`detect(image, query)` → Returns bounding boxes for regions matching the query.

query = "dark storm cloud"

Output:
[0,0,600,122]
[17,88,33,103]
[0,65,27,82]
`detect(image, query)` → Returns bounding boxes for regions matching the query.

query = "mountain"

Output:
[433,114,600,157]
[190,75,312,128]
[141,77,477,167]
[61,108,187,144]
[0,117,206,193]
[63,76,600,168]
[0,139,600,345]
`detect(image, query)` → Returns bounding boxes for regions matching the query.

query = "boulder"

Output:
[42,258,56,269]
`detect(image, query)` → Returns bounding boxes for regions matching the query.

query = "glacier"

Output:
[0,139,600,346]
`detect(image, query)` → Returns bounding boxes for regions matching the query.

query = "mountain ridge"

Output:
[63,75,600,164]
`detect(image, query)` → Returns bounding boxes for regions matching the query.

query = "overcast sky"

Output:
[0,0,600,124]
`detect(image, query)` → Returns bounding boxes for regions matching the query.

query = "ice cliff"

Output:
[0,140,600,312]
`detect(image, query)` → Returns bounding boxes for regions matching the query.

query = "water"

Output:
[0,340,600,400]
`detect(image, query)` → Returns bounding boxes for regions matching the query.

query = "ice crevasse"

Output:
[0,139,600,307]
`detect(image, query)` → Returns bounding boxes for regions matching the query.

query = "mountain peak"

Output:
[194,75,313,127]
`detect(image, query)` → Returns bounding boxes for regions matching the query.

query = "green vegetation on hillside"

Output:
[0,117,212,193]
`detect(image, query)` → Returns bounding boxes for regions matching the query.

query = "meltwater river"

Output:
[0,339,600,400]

■ **Exercise details**:
Print all of the material above again, reproducing every line verbatim.

■ **Problem solution**:
`detect(image, query)` → Returns bounding boxes for regions matching the query.

query = "dark storm cloud"

Output:
[0,0,600,122]
[17,88,33,103]
[0,65,27,82]
`detect(image, query)` → Returns bounding boxes for regions matching the query.

query = "mountain"

Output:
[433,114,600,157]
[190,75,312,128]
[141,77,477,167]
[61,108,187,144]
[0,117,206,193]
[63,76,600,168]
[0,139,600,345]
`detect(image, query)` → Returns bounding boxes for regions matching the query.

query = "boulder"

Output:
[42,258,56,269]
`detect(image, query)` → Returns bounding boxes for regions matching the query.

query = "glacier"

Output:
[0,139,600,346]
`detect(image, query)` → Returns bounding boxes for regions matching the query.

query = "mountain ridge"

Output:
[63,75,600,164]
`detect(image, query)` → Returns bounding boxes for regions matching the query.

query = "overcast sky"

Output:
[0,0,600,124]
`detect(image, query)` → Returns bounding boxes for regions matching the query.

query = "ice cliff"

Output:
[0,140,600,312]
`detect(image, query)` → Returns bounding boxes for regions matching the query.

query = "water"

Output:
[0,340,600,400]
`detect(image, query)` → Returns bounding boxes for regions matching the query.

query = "ice crevasse"

Output:
[0,139,600,307]
`detect(image, query)` → Returns bounding boxes for regions matching the query.

query = "mountain peak"

Output:
[194,75,313,127]
`detect(image, query)` → Returns bounding boxes for regions matching the query.

query = "green vegetation on hillside"

Output:
[0,117,212,193]
`detect(image, query)` → Returns bounding boxes for regions matching the query.

query = "meltwater river"

Output:
[0,339,600,400]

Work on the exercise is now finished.